Exercise details: Rewrite the records below from their start through the line containing "121,91,130,101", keeping the requests unchanged but multiplying every bounding-box coordinate in the answers by 2.15 and rounding to whole numbers, with halves rounded up. Leave the pictures out.

[Start of Input rows]

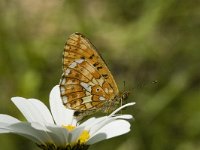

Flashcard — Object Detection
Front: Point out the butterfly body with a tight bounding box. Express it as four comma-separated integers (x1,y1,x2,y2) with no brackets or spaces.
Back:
60,33,128,117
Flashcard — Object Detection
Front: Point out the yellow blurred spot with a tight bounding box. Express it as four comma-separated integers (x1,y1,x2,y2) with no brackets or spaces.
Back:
63,125,76,131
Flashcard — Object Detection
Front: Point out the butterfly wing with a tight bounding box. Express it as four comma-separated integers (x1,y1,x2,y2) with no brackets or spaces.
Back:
60,33,119,111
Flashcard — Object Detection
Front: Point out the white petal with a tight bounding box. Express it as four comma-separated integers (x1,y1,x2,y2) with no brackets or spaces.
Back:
87,120,130,145
11,97,54,125
0,114,20,124
8,122,52,144
47,126,69,146
0,114,20,133
86,116,115,136
80,116,108,130
50,85,76,126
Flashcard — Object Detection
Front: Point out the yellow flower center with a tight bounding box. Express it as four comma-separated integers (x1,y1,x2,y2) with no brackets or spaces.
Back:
78,130,90,144
63,125,90,144
63,125,76,132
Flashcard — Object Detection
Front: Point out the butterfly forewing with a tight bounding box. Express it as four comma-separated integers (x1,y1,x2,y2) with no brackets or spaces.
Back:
60,33,119,115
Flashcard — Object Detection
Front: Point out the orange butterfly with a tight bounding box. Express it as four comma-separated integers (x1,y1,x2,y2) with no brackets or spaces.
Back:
60,33,128,118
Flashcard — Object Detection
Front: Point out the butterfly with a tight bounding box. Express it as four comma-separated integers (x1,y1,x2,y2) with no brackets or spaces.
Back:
59,32,129,118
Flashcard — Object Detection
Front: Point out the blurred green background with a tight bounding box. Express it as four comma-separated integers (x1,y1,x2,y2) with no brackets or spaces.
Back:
0,0,200,150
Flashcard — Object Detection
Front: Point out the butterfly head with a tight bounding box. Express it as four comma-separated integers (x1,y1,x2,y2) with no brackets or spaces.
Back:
121,91,130,101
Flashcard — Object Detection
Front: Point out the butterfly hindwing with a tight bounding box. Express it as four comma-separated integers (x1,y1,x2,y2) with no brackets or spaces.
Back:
60,33,119,114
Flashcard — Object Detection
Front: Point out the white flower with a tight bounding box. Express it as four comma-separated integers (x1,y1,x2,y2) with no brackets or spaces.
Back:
0,85,135,150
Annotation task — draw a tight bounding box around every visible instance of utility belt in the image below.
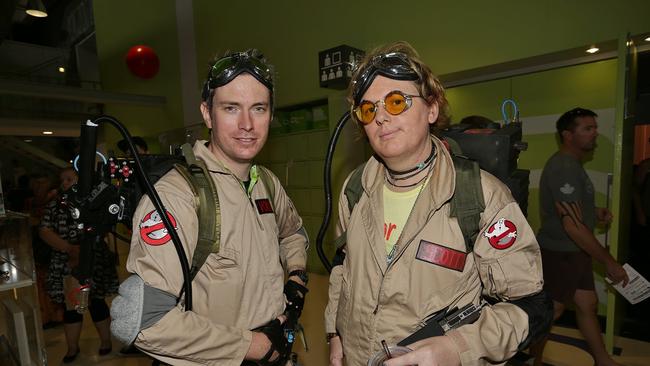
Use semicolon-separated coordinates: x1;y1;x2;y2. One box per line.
397;301;488;346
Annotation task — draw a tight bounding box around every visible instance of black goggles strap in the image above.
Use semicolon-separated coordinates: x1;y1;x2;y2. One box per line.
352;52;420;105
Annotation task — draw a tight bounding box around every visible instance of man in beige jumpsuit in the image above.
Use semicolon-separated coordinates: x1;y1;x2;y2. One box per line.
325;42;550;366
117;50;308;365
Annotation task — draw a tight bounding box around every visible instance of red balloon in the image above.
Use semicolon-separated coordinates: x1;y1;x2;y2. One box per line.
126;45;160;79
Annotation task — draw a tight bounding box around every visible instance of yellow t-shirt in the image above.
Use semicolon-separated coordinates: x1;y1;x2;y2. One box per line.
384;181;426;261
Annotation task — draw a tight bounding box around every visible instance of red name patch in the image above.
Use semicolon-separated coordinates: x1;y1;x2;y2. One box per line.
255;198;273;215
483;218;517;250
415;240;467;272
140;210;176;246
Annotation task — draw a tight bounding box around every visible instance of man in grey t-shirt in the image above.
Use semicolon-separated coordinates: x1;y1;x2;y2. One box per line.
531;108;628;365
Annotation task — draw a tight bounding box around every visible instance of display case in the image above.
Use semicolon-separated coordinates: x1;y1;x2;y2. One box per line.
0;211;47;366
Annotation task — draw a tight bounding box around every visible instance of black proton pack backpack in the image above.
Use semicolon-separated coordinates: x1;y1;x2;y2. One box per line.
332;139;485;266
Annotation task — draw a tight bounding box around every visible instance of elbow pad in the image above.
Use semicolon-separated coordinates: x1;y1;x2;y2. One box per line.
111;275;177;345
509;290;553;351
332;247;345;267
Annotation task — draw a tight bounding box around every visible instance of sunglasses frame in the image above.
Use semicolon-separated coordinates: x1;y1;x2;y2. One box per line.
352;52;420;104
351;90;423;125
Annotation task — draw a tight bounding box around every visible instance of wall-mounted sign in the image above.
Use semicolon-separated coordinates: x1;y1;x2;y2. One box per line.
318;45;364;90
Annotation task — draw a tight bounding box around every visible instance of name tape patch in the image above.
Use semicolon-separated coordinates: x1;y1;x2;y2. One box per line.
415;240;467;272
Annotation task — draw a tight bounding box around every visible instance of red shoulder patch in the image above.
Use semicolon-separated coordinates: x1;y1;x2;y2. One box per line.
483;218;517;250
140;210;177;246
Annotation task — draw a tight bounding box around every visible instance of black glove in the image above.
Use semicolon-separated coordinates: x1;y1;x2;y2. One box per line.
284;280;309;329
253;319;291;366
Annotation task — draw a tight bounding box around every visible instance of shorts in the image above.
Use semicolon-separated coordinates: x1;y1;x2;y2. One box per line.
541;249;595;304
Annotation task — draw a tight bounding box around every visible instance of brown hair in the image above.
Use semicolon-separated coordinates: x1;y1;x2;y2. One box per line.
347;41;449;135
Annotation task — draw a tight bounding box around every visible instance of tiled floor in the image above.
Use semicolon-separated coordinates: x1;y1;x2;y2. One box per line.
38;239;650;366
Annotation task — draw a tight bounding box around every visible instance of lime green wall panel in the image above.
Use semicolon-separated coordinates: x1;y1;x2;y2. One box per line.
93;0;184;150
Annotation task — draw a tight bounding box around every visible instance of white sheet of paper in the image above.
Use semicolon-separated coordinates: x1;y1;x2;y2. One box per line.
605;263;650;304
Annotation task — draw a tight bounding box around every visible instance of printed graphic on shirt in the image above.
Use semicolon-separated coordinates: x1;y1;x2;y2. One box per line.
415;240;467;272
560;183;576;195
255;198;273;215
140;210;178;246
483;218;517;249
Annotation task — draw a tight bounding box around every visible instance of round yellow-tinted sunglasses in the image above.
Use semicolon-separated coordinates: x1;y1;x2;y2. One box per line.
352;90;422;125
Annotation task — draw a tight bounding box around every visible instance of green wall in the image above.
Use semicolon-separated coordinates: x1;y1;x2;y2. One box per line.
194;0;650;105
93;0;184;151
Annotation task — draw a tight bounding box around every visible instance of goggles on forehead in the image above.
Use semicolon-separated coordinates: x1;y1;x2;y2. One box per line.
352;90;422;125
203;51;273;99
352;52;420;105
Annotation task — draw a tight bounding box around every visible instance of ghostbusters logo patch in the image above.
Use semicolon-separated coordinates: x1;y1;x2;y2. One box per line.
483;218;517;250
415;240;467;272
140;210;177;246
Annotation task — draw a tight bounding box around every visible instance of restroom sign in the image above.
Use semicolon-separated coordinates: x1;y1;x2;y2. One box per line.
318;45;364;90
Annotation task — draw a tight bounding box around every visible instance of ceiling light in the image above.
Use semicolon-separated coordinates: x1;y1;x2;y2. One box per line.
25;0;47;18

[End of Input rows]

Correct output:
Flashcard — Object Detection
Front: Point out the butterfly body with a tight bounding box. Express it as four comma-separated integers (x1,y1,x2,y2) with no brackets or spaces.
Back:
129,71,275,252
Flashcard — Object Detection
Front: Point out the yellow blurred spot with a tight bounding box. Express it as four comma-separated integers (x1,y1,x2,y2) with no brackets or spaces.
Back:
135,269,163,282
Flashcard — Object Detection
Front: Point out the butterfly wing with a tight bounding box. Express it as four comma-separated integers (x1,y1,x2,y2) with no brackets or spaces.
Back:
129,71,256,239
Flashcard — Object Detection
Front: Point out the white petal with a tight bounding box. Express it as four comma-separated integers (x1,y1,x2,y2) with no brackets or spaces.
Back:
187,258,280,312
24,209,116,269
0,245,43,267
17,262,112,310
101,271,148,314
0,245,43,286
185,249,247,292
172,249,232,280
108,183,163,271
Flashcard — Object Detection
Front: Point out the yellow flower center with a tight bounding box. Express it as four comma-separated integers (x1,y1,x2,y2) with no brackets or spaces.
Back:
168,280,194,310
135,269,194,310
135,269,163,284
Flashcard — Object Detection
Front: Point out the butterfly forewing with a tight bounding box. Express it as four comma-separated integers (x1,y1,x2,y2) with no brackets or spaces.
Back:
129,71,256,247
Flashcard — Object Detection
Front: Point out the orange butterfly with a tight bounding box. Express it as four comma-separated integers (x1,y1,x2,y2) with no brackets or spaces.
Back:
129,71,275,254
Flashcard — Object Detection
Front: Point out the butterfly with a tight bounding box. Express it as four comma-separated integers (x1,y1,x2,y2) with no brackets or spaces.
Back:
127,69,277,254
Flashcard — Object Detection
Front: Point out the blurred green background with a tight bounding box. Express it as four comma-separated integers (x1,y1,x2,y2) with no brackets or spaces.
Back:
0,0,430,323
Flashcard — Object Detection
Front: Point out the butterfly head with a tight bounding box. Express it as four comma-separated integers (x1,y1,x2,y2) with no brackets or spaces.
Back:
260,196,280,217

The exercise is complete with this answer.